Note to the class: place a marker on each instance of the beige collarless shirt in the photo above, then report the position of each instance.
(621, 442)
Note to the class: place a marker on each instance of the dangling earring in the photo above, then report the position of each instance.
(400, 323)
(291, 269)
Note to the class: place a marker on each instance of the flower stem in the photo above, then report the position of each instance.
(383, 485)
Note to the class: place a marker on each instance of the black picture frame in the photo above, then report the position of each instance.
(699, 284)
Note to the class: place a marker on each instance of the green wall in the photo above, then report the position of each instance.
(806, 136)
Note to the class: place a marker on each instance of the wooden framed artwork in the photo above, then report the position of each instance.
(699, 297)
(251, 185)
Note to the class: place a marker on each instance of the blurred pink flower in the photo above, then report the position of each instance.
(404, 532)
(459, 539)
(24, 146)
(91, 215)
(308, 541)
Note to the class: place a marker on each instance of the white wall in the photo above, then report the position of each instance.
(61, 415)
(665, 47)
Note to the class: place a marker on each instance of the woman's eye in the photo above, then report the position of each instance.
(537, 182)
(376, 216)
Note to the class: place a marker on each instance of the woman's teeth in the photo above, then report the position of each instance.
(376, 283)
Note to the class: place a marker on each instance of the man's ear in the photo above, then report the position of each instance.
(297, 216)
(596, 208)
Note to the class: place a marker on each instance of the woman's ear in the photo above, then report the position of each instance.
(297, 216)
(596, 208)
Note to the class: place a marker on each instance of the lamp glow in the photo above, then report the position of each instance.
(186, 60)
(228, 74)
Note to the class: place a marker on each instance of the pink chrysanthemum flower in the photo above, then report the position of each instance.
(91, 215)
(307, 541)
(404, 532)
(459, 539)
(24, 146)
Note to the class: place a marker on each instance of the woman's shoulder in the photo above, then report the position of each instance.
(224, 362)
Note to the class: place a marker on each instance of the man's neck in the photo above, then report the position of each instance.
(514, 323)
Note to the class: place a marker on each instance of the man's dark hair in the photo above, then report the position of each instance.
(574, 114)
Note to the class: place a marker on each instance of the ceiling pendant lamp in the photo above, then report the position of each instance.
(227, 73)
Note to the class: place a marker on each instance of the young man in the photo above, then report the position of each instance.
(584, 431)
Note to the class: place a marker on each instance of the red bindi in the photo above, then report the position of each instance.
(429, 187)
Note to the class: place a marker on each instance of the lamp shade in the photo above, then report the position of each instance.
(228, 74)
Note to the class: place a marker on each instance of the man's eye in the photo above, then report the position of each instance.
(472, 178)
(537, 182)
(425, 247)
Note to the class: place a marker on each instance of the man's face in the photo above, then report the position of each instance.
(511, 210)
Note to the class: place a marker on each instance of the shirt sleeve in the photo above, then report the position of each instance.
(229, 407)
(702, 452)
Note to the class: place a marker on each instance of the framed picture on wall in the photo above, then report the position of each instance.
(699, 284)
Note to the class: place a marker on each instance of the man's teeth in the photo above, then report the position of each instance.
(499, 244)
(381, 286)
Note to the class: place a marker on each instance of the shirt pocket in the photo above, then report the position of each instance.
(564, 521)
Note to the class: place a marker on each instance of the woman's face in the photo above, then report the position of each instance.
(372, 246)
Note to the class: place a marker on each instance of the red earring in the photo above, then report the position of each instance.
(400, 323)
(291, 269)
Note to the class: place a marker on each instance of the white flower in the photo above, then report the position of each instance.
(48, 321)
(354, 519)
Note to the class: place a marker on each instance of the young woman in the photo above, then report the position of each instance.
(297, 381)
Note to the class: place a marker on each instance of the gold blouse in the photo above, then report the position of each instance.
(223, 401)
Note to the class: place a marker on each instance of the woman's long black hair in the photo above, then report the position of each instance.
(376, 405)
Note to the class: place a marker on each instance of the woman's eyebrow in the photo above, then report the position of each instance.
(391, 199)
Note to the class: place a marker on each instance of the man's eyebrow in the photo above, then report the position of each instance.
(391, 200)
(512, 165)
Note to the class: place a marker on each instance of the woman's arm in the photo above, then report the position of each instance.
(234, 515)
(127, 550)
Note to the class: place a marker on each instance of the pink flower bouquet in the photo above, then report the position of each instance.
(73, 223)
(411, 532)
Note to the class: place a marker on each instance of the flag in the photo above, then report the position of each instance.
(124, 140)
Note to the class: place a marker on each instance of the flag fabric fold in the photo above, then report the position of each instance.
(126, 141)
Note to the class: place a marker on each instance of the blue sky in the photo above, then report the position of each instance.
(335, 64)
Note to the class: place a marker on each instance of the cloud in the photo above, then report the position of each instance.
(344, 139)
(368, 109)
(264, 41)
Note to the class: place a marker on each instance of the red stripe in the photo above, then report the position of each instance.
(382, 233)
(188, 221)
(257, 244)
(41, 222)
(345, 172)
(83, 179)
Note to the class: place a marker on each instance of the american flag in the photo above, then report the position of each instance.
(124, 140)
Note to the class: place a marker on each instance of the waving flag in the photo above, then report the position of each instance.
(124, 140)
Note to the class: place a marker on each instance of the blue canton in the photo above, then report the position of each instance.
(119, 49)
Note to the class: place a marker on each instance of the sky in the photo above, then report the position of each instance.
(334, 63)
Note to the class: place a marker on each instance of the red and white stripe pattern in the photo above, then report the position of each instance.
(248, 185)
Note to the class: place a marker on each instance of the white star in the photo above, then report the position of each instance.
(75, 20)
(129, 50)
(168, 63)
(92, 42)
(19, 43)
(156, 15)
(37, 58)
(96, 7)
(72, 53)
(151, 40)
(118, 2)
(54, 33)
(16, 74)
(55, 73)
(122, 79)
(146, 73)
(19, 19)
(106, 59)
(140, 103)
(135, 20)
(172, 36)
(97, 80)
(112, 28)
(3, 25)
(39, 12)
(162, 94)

★ ★ ★ ★

• _INSTRUCTIONS TO FOLLOW_: Your reply should contain every record, unchanged and complete.

• _RESULT_:
Note to the class: place a marker on each instance of the beige collarless shirt in the photo above, then report the position of each instance.
(621, 442)
Note to the class: place a marker on each instance of the dangling earring in the photo above, then report the position of each instance.
(400, 323)
(291, 269)
Note to the class: place a marker on each instance of the flower stem in the photo above, then report the position of each instance.
(383, 485)
Note to the class: place a marker on each instance of the black picture frame in the photo above, then report the position of each instance.
(699, 284)
Note to the class: place a marker on each instance of the green wall in the photo above, then report the position of each instance.
(806, 136)
Note to the class: place a marker on each instance of the wooden framed artwork in the photo above, then report the position of each instance.
(699, 297)
(251, 185)
Note to the class: place a marker on each instance of the blurred pink flower in the photo above, then report the position of each instance.
(404, 532)
(459, 539)
(24, 146)
(91, 215)
(308, 541)
Note to the class: place a marker on each instance of the white wall in the photo above, then report the position of each instance.
(61, 415)
(665, 47)
Note to the class: place a marker on each instance of the woman's eye in the photo above, then report the position of each instance.
(537, 182)
(376, 216)
Note to the class: place a marker on each instance of the woman's teeth in the photo above, then report the position of each instance.
(376, 283)
Note to the class: place a marker on each instance of the man's ear in the photo above, then report the position of each instance.
(297, 216)
(596, 208)
Note to the class: place a marker on each instance of the woman's ear in the photo above, then report the position of each instance.
(297, 216)
(596, 208)
Note to the class: place a marker on each instance of the lamp glow in the photo above, then report the position of each instance.
(186, 60)
(228, 74)
Note to the class: place a marker on each instance of the pink chrysanthemum flower in the photo above, then report the position of each instance.
(91, 215)
(307, 541)
(404, 532)
(459, 539)
(24, 146)
Note to the class: place a marker on each instance of the woman's shoulder in the photo above, then report the position of each instance.
(224, 362)
Note to the class: place a marker on each instance of the man's neck in the photo above, then report the position of each instance.
(514, 323)
Note to the class: place a marker on each instance of the man's dark hair in the photo above, then report the position of each instance.
(574, 114)
Note to the class: place a marker on each instance of the ceiling pendant lamp in the photo above, then report the position of each instance.
(227, 73)
Note to the class: place a marker on each instance of the young man in the photo above, then report the position of each instance.
(584, 431)
Note to the class: place a marker on each instance of the red bindi in the photo above, then report the position of each instance.
(429, 187)
Note to the class: place a marker on each instance of the lamp shade in the photo above, then report the position of each instance.
(228, 74)
Note to the class: place a marker on each instance of the man's eye in the photo above, then report the position of each instance.
(472, 178)
(537, 182)
(425, 247)
Note to the class: place a marker on each instance of the man's face in the photo above, then report the position of each instance.
(511, 210)
Note to the class: place a marker on each instance of the shirt sleeve in the photo above, then report the position of each instance.
(229, 407)
(702, 452)
Note to the class: place a marker on each instance of the framed picture on wall in the photo above, then report the position of each instance.
(699, 284)
Note to the class: place a marker on each instance of the man's teeth in the photo above, then report the position of each instance.
(499, 244)
(381, 286)
Note to the class: place a marker on each instance of the shirt pocket in the photo above, then report the position of each instance.
(564, 521)
Note to the class: place a marker on each instance of the woman's face in the photo above, then report the position of each instance.
(372, 246)
Note to the class: place a marker on each instance of the red earring in the photo above, then report the position of each instance.
(400, 323)
(291, 269)
Note to the class: place a marker on each instance of the white flower in the photo above, then report the position of each instance.
(48, 321)
(354, 519)
Note to the class: place a marker on each instance of the young woman in the photo above, then report the position of each instance.
(297, 381)
Note to the class: place a marker on each instance of the gold blouse in the photo above, then report the position of each instance.
(223, 401)
Note to the class: place a marker on each instance of the woman's long black hair in the photo above, then report the position of each instance.
(376, 405)
Note to the class: place a marker on each instance of the woman's eyebrow in the photo above, then report the position of each instance.
(391, 199)
Note to the class: place a marker on each instance of the man's eyebrow in the photo above, then report the position of each instance.
(391, 200)
(512, 165)
Note to the class: place a marker on each instance of the woman's arm in the photo above, then report the position of each instance.
(234, 515)
(127, 550)
Note to the class: place a marker on each instance of the pink flower bouquet in the photo above, then report the position of each instance.
(73, 223)
(411, 532)
Note to the class: place a marker on each instance of the flag in the photo above, then report the position of each instance.
(124, 140)
Note to the class: place a marker on each instance of the flag fabric fold in the photo above, then report the position of each instance.
(126, 141)
Note to the class: place a marker on each instance of the blue sky in the photo above, then report the position of each instance.
(335, 64)
Note to the class: place a marker on each instance of the cloud in the photo above, then report the position of each instance.
(344, 139)
(368, 109)
(264, 41)
Note to the class: place a marker on each instance of the red stripe in the photo above, then report the position of each instance.
(382, 233)
(188, 221)
(257, 244)
(41, 222)
(345, 172)
(83, 179)
Note to the class: place a marker on each instance of the american flag in the photo above, then report the position of each instance.
(124, 140)
Note to the class: place a marker on each instance of the waving flag in the photo above, then report the position of each instance.
(124, 140)
Note to the class: place a marker on each instance of the blue canton in the photo above, then report the position of each instance.
(119, 49)
Note to the class: place a marker on each instance of the sky in the photo above, then report the position of each instance.
(334, 63)
Note to the class: place a marker on each instance of the red and white stripe pattern in the photo above, then report the position of each instance.
(248, 185)
Note to the class: place a marker on each instance of the white star in the photo above, then report the position of each instance.
(75, 20)
(129, 50)
(168, 63)
(92, 42)
(19, 43)
(156, 15)
(37, 58)
(96, 7)
(72, 53)
(151, 40)
(118, 2)
(54, 33)
(16, 74)
(55, 73)
(122, 79)
(146, 73)
(19, 19)
(106, 59)
(140, 103)
(135, 20)
(172, 36)
(97, 80)
(112, 28)
(3, 25)
(39, 12)
(162, 94)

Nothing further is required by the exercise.